WHAT THE EXERCISE ASKS: Reproduce verbatim the stretch of the Ulysses subscription article from "Previously, the Ulysses" through "BTW — really well).".

PROVIDED PASSAGE:

________________________

Photo: Charlie Sorrel/Cult of Mac

Ulysses, one of the best writing apps on the Mac and iOS, just switched to subscription pricing. It’ll now cost you $5 per month, or $40 per year. This is fantastic news for Ulysses users. It means the app will generate enough income to support itself. And it minimizes the risk of the developers abandoning the app when the flow of new users dries to a trickle.

Yet despite this good news, the internet lost it mind after yesterday’s announcement of the pricing change. Currently the Ulysses blog is only serving a single post, the one detailing the change, because the traffic has been enough to collapse the servers. What happened?

The App Store is like a pyramid scheme where nobody wins

If you use well-designed, complex software, you will be familiar with the App Store Ghost Ship Problem (a problem I just named myself). An app launches, often to a lot of great publicity, and collects new users for a couple of years. These new buyers keep enough money coming in that the developer can keep working on the app — updating it, adding new features and removing bugs.

After a while, though, these new users dry up. Maintaining the app becomes unsustainable. The devs leave the app to rot, perhaps pushing out an emergency update every once in a while to stop it from becoming incompatible with a new version of iOS. The developer moves on to a new app, because that’s the only way it can stay open for business. Meanwhile, people who use the app every day watch their favorite tool wither and die.

That’s the App Store model right now. It works like a kind of pyramid scheme, with an endless and swift supply of new users required to support existing users.

Subscription pricing fixes this. The heaviest users of an app, the ones most likely to appreciate its continued improvement, can now pay to support it. I’m a happy Ulysses user, on Mac and iOS. I write all my Cult of Mac articles in it, even using it to publish them.

I’m probably as heavy a user of Ulysses as you can get. Yet even I balked at the idea of the app moving to subscription pricing when Max Seelemann, one of the two bosses at Ulysses developer The Soulmen, told me about it a month or so back. (I shared an office with the team for a few months when I first moved to Germany.)

Ulysses subscription prices can be cheaper

On first launch, you’ll see the new subscription options.
When you launch Ulysses, you’ll see the new subscription options.
Photo: Cult of Mac

Previously, the Ulysses iOS app cost $25 and the Mac version cost $45. That’s $70, and there was no way to try Ulysses first on your iPad or iPhone to see if you like it, or to see if the sync works (it does, BTW — really well).

Now, you get a free 14-day trial on all platforms. Once the trial ends, you can keep the app in read-only mode. The $40-per-year subscription price ($30 for existing users) covers all versions of the app. If one imagines an App Store where app upgrades could be sold, then $40 every year for a new Mac app and a new iOS app seems reasonable.

Even so, people don’t like subscriptions. With paid upgrades, you can always keep using the old version when a new version launches. You’re not forced to upgrade. With subscriptions, if you stop paying, you lose access to some or all of the app. And subscriptions don’t fit all kinds of apps.

Students get a big discount on Ulysses.
Students get a big discount on Ulysses.

________________________

ENTRIES PROVIDED:
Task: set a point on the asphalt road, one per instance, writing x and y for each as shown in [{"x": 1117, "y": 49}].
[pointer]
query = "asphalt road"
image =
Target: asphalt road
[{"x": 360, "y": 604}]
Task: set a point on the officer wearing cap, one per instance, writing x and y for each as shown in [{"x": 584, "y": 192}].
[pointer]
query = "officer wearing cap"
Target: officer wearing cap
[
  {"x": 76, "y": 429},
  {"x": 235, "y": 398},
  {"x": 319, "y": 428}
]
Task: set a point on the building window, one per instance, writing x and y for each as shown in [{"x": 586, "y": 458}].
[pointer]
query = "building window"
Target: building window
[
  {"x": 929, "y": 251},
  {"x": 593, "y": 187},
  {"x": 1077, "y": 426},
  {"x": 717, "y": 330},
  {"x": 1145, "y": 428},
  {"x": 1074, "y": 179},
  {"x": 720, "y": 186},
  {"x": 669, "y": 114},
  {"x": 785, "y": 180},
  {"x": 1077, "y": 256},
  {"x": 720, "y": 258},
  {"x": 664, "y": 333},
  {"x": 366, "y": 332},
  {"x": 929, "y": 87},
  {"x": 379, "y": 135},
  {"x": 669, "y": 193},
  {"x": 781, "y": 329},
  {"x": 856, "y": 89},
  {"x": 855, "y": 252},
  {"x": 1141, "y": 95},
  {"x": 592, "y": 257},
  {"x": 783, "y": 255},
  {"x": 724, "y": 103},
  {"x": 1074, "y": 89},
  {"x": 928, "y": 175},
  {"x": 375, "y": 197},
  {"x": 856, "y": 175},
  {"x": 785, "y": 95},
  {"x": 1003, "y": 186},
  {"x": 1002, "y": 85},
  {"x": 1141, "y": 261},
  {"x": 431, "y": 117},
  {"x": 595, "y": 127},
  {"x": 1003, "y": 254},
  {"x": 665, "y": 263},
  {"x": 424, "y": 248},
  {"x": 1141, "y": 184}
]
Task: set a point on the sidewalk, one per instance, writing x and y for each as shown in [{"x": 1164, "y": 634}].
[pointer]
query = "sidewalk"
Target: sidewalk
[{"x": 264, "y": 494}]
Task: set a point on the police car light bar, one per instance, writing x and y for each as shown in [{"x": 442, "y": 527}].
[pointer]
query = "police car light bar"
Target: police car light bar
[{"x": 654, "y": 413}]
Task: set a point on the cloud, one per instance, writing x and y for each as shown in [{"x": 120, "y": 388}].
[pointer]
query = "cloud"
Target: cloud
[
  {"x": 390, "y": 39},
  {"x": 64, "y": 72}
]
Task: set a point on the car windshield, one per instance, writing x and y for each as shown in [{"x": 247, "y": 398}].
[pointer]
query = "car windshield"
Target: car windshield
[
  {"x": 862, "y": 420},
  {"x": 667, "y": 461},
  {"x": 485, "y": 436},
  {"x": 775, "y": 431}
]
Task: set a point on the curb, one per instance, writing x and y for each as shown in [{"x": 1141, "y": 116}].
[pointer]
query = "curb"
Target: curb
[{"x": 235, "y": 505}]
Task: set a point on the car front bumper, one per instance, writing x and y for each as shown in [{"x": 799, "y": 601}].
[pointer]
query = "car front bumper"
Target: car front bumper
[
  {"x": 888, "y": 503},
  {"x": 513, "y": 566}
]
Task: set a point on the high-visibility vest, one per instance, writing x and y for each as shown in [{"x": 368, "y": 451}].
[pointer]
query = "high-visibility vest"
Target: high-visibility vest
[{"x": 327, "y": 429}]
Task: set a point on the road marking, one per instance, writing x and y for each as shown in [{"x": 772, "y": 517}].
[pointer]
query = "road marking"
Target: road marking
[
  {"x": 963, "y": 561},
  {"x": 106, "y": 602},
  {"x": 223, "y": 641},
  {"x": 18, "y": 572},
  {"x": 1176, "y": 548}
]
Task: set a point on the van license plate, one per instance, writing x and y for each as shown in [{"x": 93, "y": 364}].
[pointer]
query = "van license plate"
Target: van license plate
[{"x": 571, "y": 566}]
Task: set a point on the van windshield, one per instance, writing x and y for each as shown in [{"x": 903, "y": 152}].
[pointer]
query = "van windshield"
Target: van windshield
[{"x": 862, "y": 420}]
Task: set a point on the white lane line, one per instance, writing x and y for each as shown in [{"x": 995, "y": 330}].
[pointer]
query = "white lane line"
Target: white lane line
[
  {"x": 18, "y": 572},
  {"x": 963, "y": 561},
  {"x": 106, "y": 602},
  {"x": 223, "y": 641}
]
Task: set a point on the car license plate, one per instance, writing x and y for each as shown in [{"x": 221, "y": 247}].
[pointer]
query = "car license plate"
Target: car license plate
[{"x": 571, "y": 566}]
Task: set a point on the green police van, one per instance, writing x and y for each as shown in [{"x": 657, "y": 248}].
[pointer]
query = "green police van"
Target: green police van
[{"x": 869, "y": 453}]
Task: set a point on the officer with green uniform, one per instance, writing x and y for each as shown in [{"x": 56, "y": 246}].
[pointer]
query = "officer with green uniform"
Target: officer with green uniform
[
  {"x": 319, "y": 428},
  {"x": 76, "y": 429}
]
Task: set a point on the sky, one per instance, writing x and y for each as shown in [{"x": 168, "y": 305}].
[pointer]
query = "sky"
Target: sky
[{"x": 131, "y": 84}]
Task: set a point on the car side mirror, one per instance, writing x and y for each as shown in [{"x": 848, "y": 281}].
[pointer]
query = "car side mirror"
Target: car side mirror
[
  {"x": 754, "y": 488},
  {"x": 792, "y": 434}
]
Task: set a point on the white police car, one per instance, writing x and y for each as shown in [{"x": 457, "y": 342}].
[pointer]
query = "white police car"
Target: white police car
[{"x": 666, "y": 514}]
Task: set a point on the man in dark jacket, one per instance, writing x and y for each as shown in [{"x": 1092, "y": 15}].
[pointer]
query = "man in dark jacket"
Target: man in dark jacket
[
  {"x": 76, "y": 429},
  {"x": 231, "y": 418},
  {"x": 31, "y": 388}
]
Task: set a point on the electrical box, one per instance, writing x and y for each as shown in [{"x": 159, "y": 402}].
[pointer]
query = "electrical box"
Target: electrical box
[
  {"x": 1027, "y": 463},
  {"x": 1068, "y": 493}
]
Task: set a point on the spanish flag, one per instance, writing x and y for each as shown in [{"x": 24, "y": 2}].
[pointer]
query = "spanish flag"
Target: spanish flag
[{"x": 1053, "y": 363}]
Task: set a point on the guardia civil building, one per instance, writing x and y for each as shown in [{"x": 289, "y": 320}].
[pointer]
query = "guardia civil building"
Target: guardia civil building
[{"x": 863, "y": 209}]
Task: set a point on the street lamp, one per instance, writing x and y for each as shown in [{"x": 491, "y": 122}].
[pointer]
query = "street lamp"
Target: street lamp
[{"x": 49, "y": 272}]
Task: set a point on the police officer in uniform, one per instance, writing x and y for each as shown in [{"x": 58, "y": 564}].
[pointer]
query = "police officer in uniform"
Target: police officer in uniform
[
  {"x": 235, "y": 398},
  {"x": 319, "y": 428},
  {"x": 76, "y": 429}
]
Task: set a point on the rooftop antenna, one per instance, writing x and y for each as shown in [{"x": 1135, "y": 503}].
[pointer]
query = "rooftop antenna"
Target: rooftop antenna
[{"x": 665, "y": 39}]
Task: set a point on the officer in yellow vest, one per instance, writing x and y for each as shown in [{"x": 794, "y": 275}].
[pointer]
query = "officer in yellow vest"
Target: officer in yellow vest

________________________

RESPONSE TO THIS TASK:
Previously, the Ulysses iOS app cost $25 and the Mac version cost $45. That’s $70, and there was no way to try Ulysses first on your iPad or iPhone to see if you like it, or to see if the sync works (it does, BTW — really well).